AIM OF THE TASK
Return the passage of the Reds Opening Day article from "As we see Opening" to "release of endorphins?", copied word for word.

EXCERPTED TEXT
━━━━

Cincy Science: Why we laugh, cry and skip work (or school) on Reds Opening Day

CINCINNATI - Opening day is Monday, March 31. Planning to take in the parade, the game or both? Maybe you’re even considering calling in sick to work or skipping school.

Well, you’re not alone; Opening Day is Cincinnati’s official unofficial holiday. This year, more than 43,000 will flock to Great American Ballpark to watch the Reds take on St. Louis, not to mention the thousands who will don their red and white for other festivities.

Why do we get so excited about the Reds opener here in Cincinnati? To help us understand, UC College of Medicine professor of psychiatry, Charles Brady took a swing at explaining our obsession with Opening Day.

1. Is there a psychological explanation for why we like to watch sports?

There are a number of psychological reasons that we like to watch sports. For fans with a diehard allegiance to their favorite team, they often see the team as an extension of themselves.Their self-esteem can rise or fall depending on the relative success or failure of their team. Even the term "heart breaking loss" reflects the deep and personal hurt that fans feel when their team loses an important game.

But even for sports fans who don’t have a strong passion for a certain team, sports are psychologically attractive for other reasons.They contain drama, excitement, and extraordinary achievement in the face of adversity.We are drawn to all of these and a sporting event offers these in a convenient experience that has a clear start and finish.

2. Why do we get excited about certain events like Opening Day?

The excitement comes that comes with events like Opening Day often transcends the game itself. For many, baseball opening day signifies the start of spring and the coming of summer. Memories of past springs and summers hold many positive associations for us.

As we see Opening Day approach, we not only become excited about the upcoming baseball season, but pleasant memories of the end of school, swimming at the pool, trips to Kings Island, vacations to the beach and sailing on the lake are triggered and we then begin to subconsciously and consciously anticipate the return of similar enjoyable activities.

3. Is looking forward to a yearly event with anticipation associated with the release of endorphins?

The psychological experience of anticipation is a very powerful one. When we are looking forward to an event that we believe will be a very positive experience, there are changes in brain chemistry that occur. There was a study done a few years ago in which subjects anticipated watching a funny video.

━━━━

DATASET
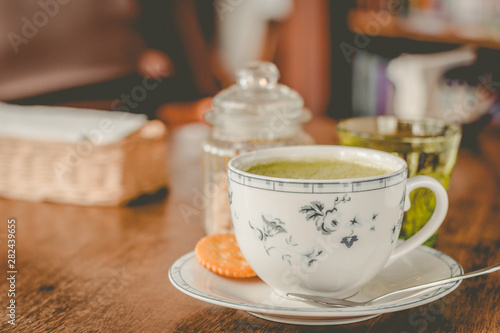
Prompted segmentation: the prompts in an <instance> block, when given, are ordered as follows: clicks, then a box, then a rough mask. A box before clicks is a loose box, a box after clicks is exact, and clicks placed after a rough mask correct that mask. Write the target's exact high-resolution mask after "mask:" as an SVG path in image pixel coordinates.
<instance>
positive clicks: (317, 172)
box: [245, 160, 392, 179]
mask: <svg viewBox="0 0 500 333" xmlns="http://www.w3.org/2000/svg"><path fill="white" fill-rule="evenodd" d="M245 171H246V172H248V173H253V174H255V175H261V176H269V177H278V178H292V179H346V178H360V177H371V176H379V175H383V174H386V173H389V172H391V171H392V170H389V169H385V168H382V167H379V166H372V165H367V164H361V163H356V162H351V161H344V160H312V161H294V160H279V161H270V162H266V163H261V164H256V165H253V166H251V167H250V168H249V169H247V170H245Z"/></svg>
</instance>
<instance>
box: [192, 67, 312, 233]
mask: <svg viewBox="0 0 500 333" xmlns="http://www.w3.org/2000/svg"><path fill="white" fill-rule="evenodd" d="M236 78H237V83H236V84H234V85H232V86H230V87H229V88H227V89H225V90H222V91H221V92H219V93H218V94H217V95H216V96H215V97H214V99H213V108H212V109H211V110H209V111H207V112H206V113H205V115H204V117H205V121H206V122H207V123H208V124H210V125H212V131H211V133H210V136H209V138H208V139H207V141H206V142H205V143H204V144H203V161H202V162H203V193H204V199H205V200H204V225H205V231H206V233H207V234H215V233H228V232H232V230H233V227H232V221H231V212H230V209H229V196H228V188H227V173H226V172H227V169H226V168H227V163H228V161H229V160H230V159H231V158H232V157H234V156H236V155H238V154H240V153H243V152H247V151H252V150H257V149H264V148H271V147H278V146H291V145H304V144H313V139H312V138H311V137H310V136H309V135H308V134H306V133H305V132H304V131H303V130H302V124H303V123H304V122H306V121H308V120H309V119H310V118H311V114H310V112H309V111H308V110H307V109H305V108H304V101H303V99H302V97H301V96H300V95H299V94H298V93H297V92H296V91H294V90H292V89H290V88H289V87H287V86H284V85H282V84H279V83H278V78H279V72H278V69H277V67H276V66H275V65H274V64H272V63H269V62H260V61H256V62H251V63H249V64H248V65H246V66H245V67H243V68H240V69H238V70H237V71H236Z"/></svg>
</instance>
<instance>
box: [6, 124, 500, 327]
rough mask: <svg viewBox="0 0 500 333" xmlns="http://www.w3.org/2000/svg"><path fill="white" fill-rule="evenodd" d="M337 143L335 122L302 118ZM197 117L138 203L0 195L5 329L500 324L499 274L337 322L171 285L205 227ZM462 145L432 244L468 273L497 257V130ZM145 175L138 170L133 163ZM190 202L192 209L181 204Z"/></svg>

━━━━

ANSWER BOX
As we see Opening Day approach, we not only become excited about the upcoming baseball season, but pleasant memories of the end of school, swimming at the pool, trips to Kings Island, vacations to the beach and sailing on the lake are triggered and we then begin to subconsciously and consciously anticipate the return of similar enjoyable activities.

3. Is looking forward to a yearly event with anticipation associated with the release of endorphins?